## Exercise instructions
1: Extract everything in the mining case from "Mr. Chief Justice" down to "on the east.".
2: In the court case about mining on neighboring land, who delivered the opinion of the court?
3: Carry on the court opinion in the mining case from its last sentence.

Alderson v. Ennor, 45 Ill. 128 (1867)

Sept. 1867 · Illinois Supreme Court
45 Ill. 128

Samuel Alderson v. William Ennor.

1. Cause of action—contract and tort—money had and recei/oed. When mineral has been obtained by a trespass upon the lands of another, and con verted into money, the trespass may be waived, and an action of assumpsit brought for the proceeds.

2. Same—for money had and received—when may be brought. An action for money had and received maybe maintained, whenever a party has obtained money from another, which in equity and good conscience he ought not to retain, or has sold the property of another and converted it into money.

3. Instructions—not based upon evidence, may be refused. It is proper for the court to refuse an instruction which is not based upon any evidence introduced.

4. Assumpsit—action of—when privity between parties. A and B were owners of adjoining mineral lands. C went upon the land of B, sunk a shaft, and drifted upon the land of A, and sold the mineral raised -from A’s land to B without retaining the royalty due to A. Held, that there was such privity between the parties as would create a liability, it being a custom among miners to sell the mineral raised by them, the buyer, if a smelter, retaining the royalty due to the owner of the land. C must, therefore, be considered the agent of A in the sale of the mineral to B.

Appeal from the Circuit Court of Jo Daviess county; the Hon. Benjamin E. Sheldon, Judge, presiding.

*129The facts in this case are fully stated in the opinion.

Mr. D. W. Jackson, for the appellant.

Mr. A. L. Comings, for the appellee.

Mr. Chief Justice Breese

delivered the opinion of the Court:

This was an action of assumpsit on the common counts, brought to the Jo Daviess Circuit Court, by William Ennor against Samuel Alderson, and a verdict and judgment for the plaintiff.

To reverse this judgment the record is brought here by appeal.

The only point made here is upon the instructions given to the jury.

The case was briefly this: Plaintiff and defendant were owners of adjoining tracts of land in the lead mine region not separated by any visible line. The defendant was also a joint owner, with one Williams, of land adjoining his land on the east.

Dataset excerpt
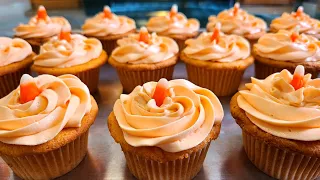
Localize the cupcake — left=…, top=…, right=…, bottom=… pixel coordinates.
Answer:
left=207, top=3, right=267, bottom=45
left=0, top=74, right=98, bottom=179
left=147, top=5, right=200, bottom=50
left=14, top=6, right=71, bottom=54
left=0, top=37, right=34, bottom=97
left=270, top=6, right=320, bottom=39
left=253, top=30, right=320, bottom=79
left=108, top=79, right=223, bottom=179
left=31, top=29, right=107, bottom=93
left=180, top=23, right=254, bottom=96
left=82, top=6, right=136, bottom=54
left=109, top=27, right=179, bottom=93
left=230, top=65, right=320, bottom=179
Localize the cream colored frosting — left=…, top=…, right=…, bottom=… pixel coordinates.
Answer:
left=82, top=12, right=136, bottom=37
left=111, top=33, right=179, bottom=64
left=113, top=79, right=224, bottom=152
left=237, top=70, right=320, bottom=141
left=0, top=37, right=32, bottom=66
left=207, top=8, right=267, bottom=36
left=14, top=16, right=71, bottom=39
left=183, top=32, right=250, bottom=62
left=34, top=34, right=102, bottom=68
left=146, top=13, right=200, bottom=35
left=270, top=12, right=320, bottom=37
left=254, top=30, right=320, bottom=62
left=0, top=75, right=92, bottom=146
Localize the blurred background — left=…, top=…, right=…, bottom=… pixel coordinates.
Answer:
left=0, top=0, right=320, bottom=36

## Answers provided
1:
Mr. Chief Justice Breese

delivered the opinion of the Court:

This was an action of assumpsit on the common counts, brought to the Jo Daviess Circuit Court, by William Ennor against Samuel Alderson, and a verdict and judgment for the plaintiff.

To reverse this judgment the record is brought here by appeal.

The only point made here is upon the instructions given to the jury.

The case was briefly this: Plaintiff and defendant were owners of adjoining tracts of land in the lead mine region not separated by any visible line. The defendant was also a joint owner, with one Williams, of land adjoining his land on the east.

2: Chief Justice Breese

3:
It is the custom prevailing in that locality, that miners, mining on land without making any agreement, will pay a royalty or rent of one-sixth of the mineral raised, to the owner of the fee. Under this custom, Dougherty and Beggins went upon defendant’s land and sunk a shaft sixty feet deep, and drifted west toward the land of the plaintiff. The plaintiff staked out what he supposed to be the dividing line between his land and the defendant’s, and told the miners to pay the royalty according to that line.

After the miners had drifted west to that line, they went over on to the land of plaintiff by his permission, and sunk a shaft about ten feet west of the line so staked out, and then drifted east to intercept the drift extending west on the land of the defendant.

The defendant, being dissatisfied with the line so staked by the plaintiff, in July, 1865, employed a surveyor to run the line, and he found what he considered the true line to be thirty-*130seven feet west from the plaintiff’s shaft, and that the plaintiff, in staking the line, had made a mistake against himself of more than twenty-seven feet. In the fall before this line was run, the miners sold to defendant 5,220 pounds of mineral, at $100 per thousand pounds, which came from the land between the line run by the surveyor and the line staked by the plaintiff. The teams of one Combellick came with an order from defendant and took the mineral away, and Combellick afterward paid the miners the amount coming to them.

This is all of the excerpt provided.